▸ WRITTEN EXERCISE:
Render the items as a two-column CSV with the headers item_text and answer, one row per item. Put each item's text and its answer in a single quoted field with line breaks replaced by spaces, starting at the line that contains "Can you find the arctic" and ending after the line that contains "[[472, 235]]".

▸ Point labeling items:
───

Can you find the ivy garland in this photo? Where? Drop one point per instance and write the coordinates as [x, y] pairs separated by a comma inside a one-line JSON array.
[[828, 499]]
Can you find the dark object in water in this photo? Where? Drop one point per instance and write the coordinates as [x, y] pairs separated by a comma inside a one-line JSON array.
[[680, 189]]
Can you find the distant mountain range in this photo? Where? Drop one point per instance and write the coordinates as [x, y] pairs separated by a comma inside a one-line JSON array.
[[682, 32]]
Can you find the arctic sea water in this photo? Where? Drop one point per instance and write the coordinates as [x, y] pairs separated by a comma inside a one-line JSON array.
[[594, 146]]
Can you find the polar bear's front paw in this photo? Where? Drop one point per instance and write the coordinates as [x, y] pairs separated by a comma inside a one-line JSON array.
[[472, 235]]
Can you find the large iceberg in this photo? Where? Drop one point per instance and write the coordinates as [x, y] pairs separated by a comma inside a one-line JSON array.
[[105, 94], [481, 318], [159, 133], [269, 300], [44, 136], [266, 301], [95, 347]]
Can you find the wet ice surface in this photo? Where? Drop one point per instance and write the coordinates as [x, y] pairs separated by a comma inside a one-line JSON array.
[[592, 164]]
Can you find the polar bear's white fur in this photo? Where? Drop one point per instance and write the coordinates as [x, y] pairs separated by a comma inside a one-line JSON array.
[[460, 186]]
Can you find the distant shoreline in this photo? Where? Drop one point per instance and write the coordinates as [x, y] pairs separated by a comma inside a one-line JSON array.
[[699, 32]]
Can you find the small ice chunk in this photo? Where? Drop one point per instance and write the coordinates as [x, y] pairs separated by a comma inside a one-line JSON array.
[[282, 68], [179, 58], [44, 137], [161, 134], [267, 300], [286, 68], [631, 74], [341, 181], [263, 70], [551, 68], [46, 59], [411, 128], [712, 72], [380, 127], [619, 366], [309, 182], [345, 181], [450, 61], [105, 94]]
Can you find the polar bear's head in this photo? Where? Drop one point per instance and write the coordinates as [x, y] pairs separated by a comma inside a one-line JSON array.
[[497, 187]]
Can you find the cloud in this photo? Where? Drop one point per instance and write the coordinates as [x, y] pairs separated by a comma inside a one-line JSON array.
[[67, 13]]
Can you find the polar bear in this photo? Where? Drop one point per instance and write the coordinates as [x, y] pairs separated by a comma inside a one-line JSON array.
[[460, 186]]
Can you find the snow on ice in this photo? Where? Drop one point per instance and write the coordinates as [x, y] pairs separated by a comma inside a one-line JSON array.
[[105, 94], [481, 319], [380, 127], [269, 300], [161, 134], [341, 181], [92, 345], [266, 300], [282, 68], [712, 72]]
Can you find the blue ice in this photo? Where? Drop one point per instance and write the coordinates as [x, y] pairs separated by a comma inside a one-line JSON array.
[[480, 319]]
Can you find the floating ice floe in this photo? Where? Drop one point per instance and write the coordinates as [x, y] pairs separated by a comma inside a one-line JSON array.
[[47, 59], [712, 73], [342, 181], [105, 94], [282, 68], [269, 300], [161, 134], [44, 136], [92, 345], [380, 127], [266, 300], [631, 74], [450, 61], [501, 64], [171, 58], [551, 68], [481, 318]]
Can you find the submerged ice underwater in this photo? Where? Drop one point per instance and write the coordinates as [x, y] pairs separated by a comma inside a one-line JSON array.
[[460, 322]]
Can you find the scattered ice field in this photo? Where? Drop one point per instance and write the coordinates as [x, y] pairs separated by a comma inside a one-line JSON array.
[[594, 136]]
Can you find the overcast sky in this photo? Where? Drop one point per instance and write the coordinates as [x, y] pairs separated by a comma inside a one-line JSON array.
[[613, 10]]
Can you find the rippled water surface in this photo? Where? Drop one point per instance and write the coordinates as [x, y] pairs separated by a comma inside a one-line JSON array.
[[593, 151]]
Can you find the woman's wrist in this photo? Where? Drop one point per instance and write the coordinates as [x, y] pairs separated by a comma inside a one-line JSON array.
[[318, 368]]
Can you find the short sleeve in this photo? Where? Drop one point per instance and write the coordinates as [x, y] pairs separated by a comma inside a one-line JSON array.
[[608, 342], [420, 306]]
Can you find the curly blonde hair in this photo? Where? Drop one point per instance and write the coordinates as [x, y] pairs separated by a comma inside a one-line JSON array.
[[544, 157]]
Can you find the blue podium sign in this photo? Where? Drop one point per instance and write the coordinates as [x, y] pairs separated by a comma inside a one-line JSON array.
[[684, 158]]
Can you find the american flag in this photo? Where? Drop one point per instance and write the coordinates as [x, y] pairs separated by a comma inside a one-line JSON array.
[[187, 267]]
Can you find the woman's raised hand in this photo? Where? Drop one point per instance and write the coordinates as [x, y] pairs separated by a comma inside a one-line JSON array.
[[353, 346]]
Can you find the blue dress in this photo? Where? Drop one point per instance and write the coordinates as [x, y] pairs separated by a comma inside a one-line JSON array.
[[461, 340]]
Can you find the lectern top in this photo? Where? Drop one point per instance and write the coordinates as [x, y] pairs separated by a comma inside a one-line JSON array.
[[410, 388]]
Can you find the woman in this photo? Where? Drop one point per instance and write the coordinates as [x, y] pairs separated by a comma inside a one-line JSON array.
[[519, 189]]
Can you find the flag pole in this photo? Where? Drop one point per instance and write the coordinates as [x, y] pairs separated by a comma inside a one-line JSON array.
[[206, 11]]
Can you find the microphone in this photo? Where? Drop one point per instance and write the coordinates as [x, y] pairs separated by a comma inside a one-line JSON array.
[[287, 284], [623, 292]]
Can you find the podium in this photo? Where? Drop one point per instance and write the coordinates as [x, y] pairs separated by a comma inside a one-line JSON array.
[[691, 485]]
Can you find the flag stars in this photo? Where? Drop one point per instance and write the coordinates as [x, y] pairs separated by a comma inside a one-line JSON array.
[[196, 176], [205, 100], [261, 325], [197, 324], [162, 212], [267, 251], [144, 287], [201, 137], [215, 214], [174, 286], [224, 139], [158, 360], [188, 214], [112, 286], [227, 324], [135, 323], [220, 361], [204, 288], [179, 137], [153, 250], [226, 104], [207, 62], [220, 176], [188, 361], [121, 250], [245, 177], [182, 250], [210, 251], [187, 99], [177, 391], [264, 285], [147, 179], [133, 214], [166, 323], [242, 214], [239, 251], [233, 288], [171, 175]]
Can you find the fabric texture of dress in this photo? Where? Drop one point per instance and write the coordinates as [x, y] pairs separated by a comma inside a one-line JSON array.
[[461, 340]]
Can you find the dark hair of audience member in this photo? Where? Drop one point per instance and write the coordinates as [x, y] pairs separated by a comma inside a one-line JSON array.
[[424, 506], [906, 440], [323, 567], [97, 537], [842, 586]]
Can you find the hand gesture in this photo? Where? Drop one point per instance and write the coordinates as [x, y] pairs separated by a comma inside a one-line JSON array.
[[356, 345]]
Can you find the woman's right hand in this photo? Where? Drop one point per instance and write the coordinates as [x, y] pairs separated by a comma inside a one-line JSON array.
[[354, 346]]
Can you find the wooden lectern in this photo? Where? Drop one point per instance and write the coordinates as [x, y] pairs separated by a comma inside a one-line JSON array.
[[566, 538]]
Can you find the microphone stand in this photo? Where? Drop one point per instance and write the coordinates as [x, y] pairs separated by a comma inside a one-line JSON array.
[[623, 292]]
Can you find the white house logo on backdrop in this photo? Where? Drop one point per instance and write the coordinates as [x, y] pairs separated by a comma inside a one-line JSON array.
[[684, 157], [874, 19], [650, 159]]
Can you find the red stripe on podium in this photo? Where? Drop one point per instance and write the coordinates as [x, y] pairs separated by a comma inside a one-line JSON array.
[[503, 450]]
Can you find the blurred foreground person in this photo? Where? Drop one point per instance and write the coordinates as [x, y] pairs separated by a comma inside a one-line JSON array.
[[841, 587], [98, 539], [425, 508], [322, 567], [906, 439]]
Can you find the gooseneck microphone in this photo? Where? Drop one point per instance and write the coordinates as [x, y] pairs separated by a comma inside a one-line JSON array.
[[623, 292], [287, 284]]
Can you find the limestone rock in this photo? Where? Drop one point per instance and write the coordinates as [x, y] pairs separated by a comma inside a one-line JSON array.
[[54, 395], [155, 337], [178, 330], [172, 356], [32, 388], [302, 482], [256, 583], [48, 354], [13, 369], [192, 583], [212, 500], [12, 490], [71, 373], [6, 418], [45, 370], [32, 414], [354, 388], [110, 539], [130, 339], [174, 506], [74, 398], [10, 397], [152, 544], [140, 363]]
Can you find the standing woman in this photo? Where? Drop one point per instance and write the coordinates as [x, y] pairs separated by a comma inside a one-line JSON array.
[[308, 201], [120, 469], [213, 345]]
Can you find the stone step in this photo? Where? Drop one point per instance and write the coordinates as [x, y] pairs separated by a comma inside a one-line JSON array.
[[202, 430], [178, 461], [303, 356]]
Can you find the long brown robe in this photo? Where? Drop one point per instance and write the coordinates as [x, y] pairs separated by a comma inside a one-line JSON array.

───

▸ THE SOLUTION:
item_text,answer
"Can you find the arctic sea water in this photo? Where? Drop one point per instance and write the coordinates as [x, y] pairs separated by a comma inside a one-line JSON array.","[[594, 146]]"
"Can you find the polar bear's front paw in this photo? Where? Drop one point per instance and write the coordinates as [x, y] pairs separated by a comma inside a one-line JSON array.","[[472, 235]]"